WRITTEN EXERCISE: Collect every line below that contains the string "target". Case counts.

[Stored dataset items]
--- start ---

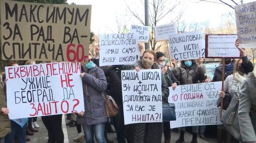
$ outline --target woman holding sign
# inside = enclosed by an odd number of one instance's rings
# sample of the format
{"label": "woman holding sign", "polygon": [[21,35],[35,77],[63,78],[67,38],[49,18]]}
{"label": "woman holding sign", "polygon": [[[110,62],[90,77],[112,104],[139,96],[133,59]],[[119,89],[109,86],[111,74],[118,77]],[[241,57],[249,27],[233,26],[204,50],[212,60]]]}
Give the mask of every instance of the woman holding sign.
{"label": "woman holding sign", "polygon": [[[172,89],[174,90],[175,90],[176,86],[180,85],[180,83],[168,67],[165,66],[165,54],[160,52],[157,52],[156,54],[156,61],[161,67],[162,72],[165,75],[165,78],[168,86],[171,86],[172,87]],[[170,126],[170,122],[164,122],[163,124],[165,143],[170,143],[171,142],[171,128]]]}
{"label": "woman holding sign", "polygon": [[[141,69],[160,69],[159,65],[156,62],[156,56],[154,51],[147,50],[142,55],[142,59],[133,65],[133,69],[137,71]],[[167,103],[169,95],[169,89],[165,78],[162,75],[162,101]],[[162,123],[138,123],[127,126],[129,128],[128,143],[160,143],[162,132]]]}
{"label": "woman holding sign", "polygon": [[[236,42],[236,46],[238,47],[239,42],[237,41]],[[238,49],[240,51],[242,58],[237,60],[234,64],[233,70],[232,71],[233,74],[228,76],[224,82],[224,91],[220,91],[219,93],[220,97],[224,98],[225,94],[227,95],[226,97],[223,99],[224,100],[227,99],[228,96],[231,96],[231,99],[234,97],[234,96],[237,97],[240,96],[240,91],[242,89],[242,85],[246,78],[247,74],[252,71],[253,69],[252,64],[246,56],[245,49],[238,48]],[[217,104],[218,106],[220,103]],[[223,107],[224,107],[224,104],[223,105]],[[228,106],[229,105],[228,105]],[[243,119],[243,117],[241,119]],[[238,142],[228,131],[225,130],[222,126],[219,125],[218,126],[217,137],[218,143],[221,142],[223,138],[226,142],[230,142],[232,141],[235,142]],[[241,131],[243,131],[242,130]],[[223,135],[224,134],[223,133],[224,132],[227,132],[225,136]]]}
{"label": "woman holding sign", "polygon": [[103,70],[92,61],[91,54],[88,57],[88,62],[82,63],[85,71],[81,74],[85,111],[77,113],[76,122],[83,126],[86,143],[94,143],[95,135],[98,143],[106,143],[104,131],[108,119],[102,93],[107,88],[106,79]]}
{"label": "woman holding sign", "polygon": [[[200,58],[198,59],[199,65],[197,64],[197,60],[192,59],[181,61],[180,67],[173,70],[173,73],[176,78],[180,81],[181,85],[197,84],[204,82],[210,82],[209,78],[205,79],[204,73],[205,68],[202,66],[203,59]],[[193,137],[191,143],[197,143],[197,132],[198,126],[192,127]],[[186,127],[180,128],[180,138],[175,142],[181,143],[184,142],[184,135]]]}

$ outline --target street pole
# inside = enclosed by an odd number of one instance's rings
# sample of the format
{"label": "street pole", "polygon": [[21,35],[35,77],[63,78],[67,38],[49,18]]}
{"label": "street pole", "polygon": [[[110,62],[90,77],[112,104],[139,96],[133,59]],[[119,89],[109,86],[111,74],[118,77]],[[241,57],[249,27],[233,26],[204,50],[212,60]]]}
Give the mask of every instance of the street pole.
{"label": "street pole", "polygon": [[[148,26],[148,0],[144,0],[145,3],[145,25]],[[149,49],[149,43],[145,43],[145,49]]]}

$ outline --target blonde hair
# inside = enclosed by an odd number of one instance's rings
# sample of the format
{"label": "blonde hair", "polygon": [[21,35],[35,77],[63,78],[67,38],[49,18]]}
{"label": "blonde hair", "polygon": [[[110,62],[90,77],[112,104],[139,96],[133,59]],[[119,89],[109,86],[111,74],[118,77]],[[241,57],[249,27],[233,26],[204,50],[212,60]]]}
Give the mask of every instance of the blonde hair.
{"label": "blonde hair", "polygon": [[237,71],[238,70],[237,70],[237,68],[238,67],[238,63],[241,60],[242,60],[242,59],[238,59],[236,60],[236,62],[235,62],[235,65],[234,66],[234,70],[233,72],[233,76],[235,76],[235,74],[236,74],[236,73],[237,73]]}
{"label": "blonde hair", "polygon": [[254,65],[254,69],[253,70],[253,74],[254,76],[256,76],[256,65]]}
{"label": "blonde hair", "polygon": [[34,62],[35,63],[35,61],[34,60],[28,60],[27,61],[26,61],[26,62],[25,62],[25,65],[32,65],[33,64],[33,63]]}

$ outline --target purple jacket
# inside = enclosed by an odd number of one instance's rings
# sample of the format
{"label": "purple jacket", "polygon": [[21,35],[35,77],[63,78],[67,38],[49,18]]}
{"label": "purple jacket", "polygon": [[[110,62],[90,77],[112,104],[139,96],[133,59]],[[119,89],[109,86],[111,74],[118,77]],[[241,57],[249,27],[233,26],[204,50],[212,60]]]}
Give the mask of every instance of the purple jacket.
{"label": "purple jacket", "polygon": [[92,125],[106,122],[105,100],[102,94],[107,88],[104,72],[96,66],[89,73],[85,73],[82,80],[85,111],[83,117],[77,116],[77,123]]}

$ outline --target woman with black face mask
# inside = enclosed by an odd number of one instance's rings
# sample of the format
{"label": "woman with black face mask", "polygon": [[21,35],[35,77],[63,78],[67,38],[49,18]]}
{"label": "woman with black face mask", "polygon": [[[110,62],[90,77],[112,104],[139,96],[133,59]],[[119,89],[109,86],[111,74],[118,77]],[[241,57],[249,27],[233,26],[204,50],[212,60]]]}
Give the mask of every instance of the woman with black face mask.
{"label": "woman with black face mask", "polygon": [[[230,62],[230,60],[228,59],[225,59],[224,92],[220,92],[219,94],[220,97],[224,96],[225,93],[227,91],[231,92],[231,95],[236,94],[236,95],[238,96],[238,93],[239,94],[241,84],[243,82],[245,75],[249,72],[252,71],[253,70],[253,65],[252,62],[249,60],[245,53],[245,49],[238,48],[239,44],[239,41],[237,40],[235,45],[240,51],[242,58],[238,59],[236,62],[236,64],[234,64],[235,62],[233,60],[231,62],[231,64],[226,64]],[[230,66],[232,64],[233,64],[234,65]],[[231,70],[232,66],[233,67],[233,70],[227,72],[227,71]],[[216,68],[213,81],[222,81],[222,65]],[[227,70],[226,68],[227,68]],[[219,125],[217,126],[217,143],[222,143],[223,141],[225,142],[231,142],[230,139],[232,136],[228,131],[225,130],[224,126],[222,125]],[[225,133],[224,132],[226,132],[226,133]],[[234,140],[233,139],[233,140]]]}

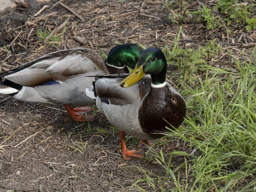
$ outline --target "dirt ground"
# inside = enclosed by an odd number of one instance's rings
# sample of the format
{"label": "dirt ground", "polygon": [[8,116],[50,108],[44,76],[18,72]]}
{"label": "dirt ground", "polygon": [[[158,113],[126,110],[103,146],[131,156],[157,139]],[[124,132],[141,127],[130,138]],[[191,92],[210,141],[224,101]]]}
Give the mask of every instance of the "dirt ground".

--- end ---

WRITTEN RESPONSE:
$ outline --target woman holding sign
$ outline --target street pole
$ outline --target blonde hair
$ outline --target purple jacket
$ outline --target woman with black face mask
$ outline --target "dirt ground"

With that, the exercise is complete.